Fine, I'm exaggerating. I'm writing now, so obviously, something's still ticking up there. The problem is, the restlessness that I've been desperately trying to get rid off the past couple of days has finally gone. That should be a good thing, but now this restlessness been replaced by a lethargy that refuses to let me get out of bed.

I hope a long drive out of town will cure this. This drive will take me offline for roughly half a day - I wish I could have taken this drive yesterday when we had no power. This time though, staying away from the net should do me good. I'll be using my head some other way, an I'll be busy enough, at least, to keep my brain from atrophying.

I seem so pathetic, and self-centered too. The past three paragraphs have all been "I" and "me." This one is turning out the same too. I don't care. My brain isn't working well enough to worry about things like that. The only thing I want is to write something about the past few days. If not for sudoku, some books, and a long night out, I probably would've gone crazy. Thankfully, that's only partly true.
○ ○ ○ ○ ○
■ **To be done**
Resume the personal entry about restlessness and lethargy from its final sentence, and keep its first-person voice.

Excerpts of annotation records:
○ ○ ○ ○ ○
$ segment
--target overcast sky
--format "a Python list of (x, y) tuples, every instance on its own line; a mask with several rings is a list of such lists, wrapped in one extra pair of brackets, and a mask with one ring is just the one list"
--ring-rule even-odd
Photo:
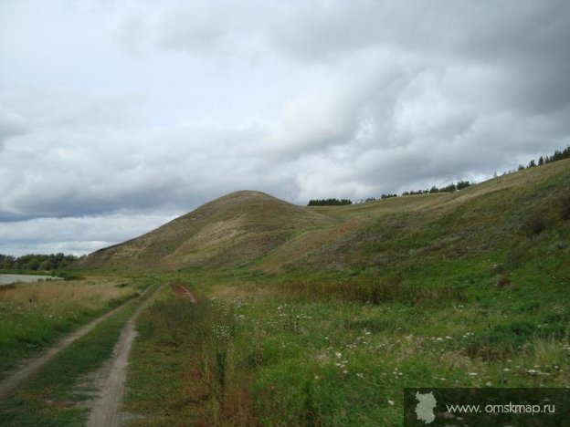
[(205, 202), (480, 182), (570, 142), (570, 2), (0, 2), (0, 253)]

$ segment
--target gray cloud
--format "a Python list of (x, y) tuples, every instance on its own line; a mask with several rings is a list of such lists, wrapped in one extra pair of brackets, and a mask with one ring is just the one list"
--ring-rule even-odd
[(567, 2), (119, 3), (0, 5), (0, 226), (29, 236), (0, 253), (90, 250), (126, 238), (118, 215), (241, 189), (482, 180), (569, 141)]
[(0, 150), (8, 138), (23, 135), (27, 130), (28, 127), (21, 116), (6, 110), (0, 105)]

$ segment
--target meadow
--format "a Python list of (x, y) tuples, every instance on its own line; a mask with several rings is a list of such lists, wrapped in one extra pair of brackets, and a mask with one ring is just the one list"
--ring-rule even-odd
[(130, 278), (106, 276), (0, 286), (0, 378), (140, 290)]
[(164, 273), (198, 301), (140, 318), (132, 424), (401, 425), (406, 387), (570, 387), (569, 180), (315, 207), (333, 224)]

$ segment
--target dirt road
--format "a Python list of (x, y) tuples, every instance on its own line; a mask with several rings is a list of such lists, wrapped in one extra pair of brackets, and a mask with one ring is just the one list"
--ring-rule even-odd
[(129, 352), (136, 337), (135, 322), (141, 312), (153, 300), (163, 286), (159, 286), (136, 312), (129, 318), (121, 331), (113, 355), (105, 366), (94, 375), (97, 397), (89, 405), (91, 408), (88, 427), (112, 427), (121, 425), (126, 414), (121, 411), (124, 383), (127, 377)]
[[(143, 297), (147, 291), (148, 288), (135, 299)], [(2, 380), (2, 381), (0, 381), (0, 399), (4, 398), (7, 393), (13, 391), (16, 387), (17, 387), (24, 380), (32, 375), (37, 370), (39, 370), (39, 368), (41, 368), (46, 362), (51, 360), (58, 353), (59, 353), (59, 351), (67, 349), (74, 341), (88, 334), (91, 329), (93, 329), (93, 328), (95, 328), (103, 320), (109, 318), (117, 311), (121, 310), (127, 304), (131, 304), (132, 301), (133, 301), (133, 299), (127, 301), (121, 306), (119, 306), (118, 307), (112, 309), (109, 313), (104, 314), (100, 318), (97, 318), (95, 320), (91, 321), (82, 328), (79, 328), (75, 332), (71, 332), (69, 335), (65, 337), (55, 346), (46, 351), (46, 353), (44, 353), (42, 356), (37, 359), (34, 359), (33, 360), (20, 367), (15, 372), (9, 374), (7, 377)]]

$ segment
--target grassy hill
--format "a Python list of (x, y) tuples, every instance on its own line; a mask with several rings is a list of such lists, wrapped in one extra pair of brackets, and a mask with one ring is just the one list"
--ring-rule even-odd
[(541, 242), (554, 245), (565, 225), (569, 164), (529, 168), (450, 193), (348, 206), (296, 206), (262, 193), (238, 192), (95, 252), (83, 266), (362, 270), (514, 250), (539, 234)]
[(233, 266), (261, 256), (299, 230), (331, 222), (325, 215), (263, 193), (238, 192), (140, 237), (97, 251), (81, 266)]
[(84, 263), (173, 285), (137, 320), (130, 425), (402, 425), (406, 388), (570, 387), (570, 161), (347, 206), (239, 192)]
[[(164, 295), (141, 320), (136, 425), (402, 425), (405, 388), (570, 386), (570, 161), (287, 212), (318, 221), (231, 266), (164, 273), (198, 303)], [(522, 417), (467, 423), (566, 422)]]

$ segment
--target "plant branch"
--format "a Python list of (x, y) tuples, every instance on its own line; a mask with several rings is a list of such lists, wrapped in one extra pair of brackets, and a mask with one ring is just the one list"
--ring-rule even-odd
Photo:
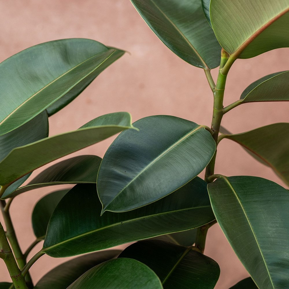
○ ○ ○ ○ ○
■ **Task response**
I need to arm myself for life away from the computer and the television. My shelves are stocked with books and magazines, but I've read and re-read practically everything there. Heck, I had to resort to borrowing somebody else's magazines just to read something "fresh" yesterday.

The problem is my life has been swallowed by the computer. My reading materials now are blogs and other articles online. My puzzle-solving lately has been limited to Web Sudoku. With no power feeding my laptop, my world suddenly went dark. I can't let that happen again.

There is life outside the Net, isn't there? Help me find it.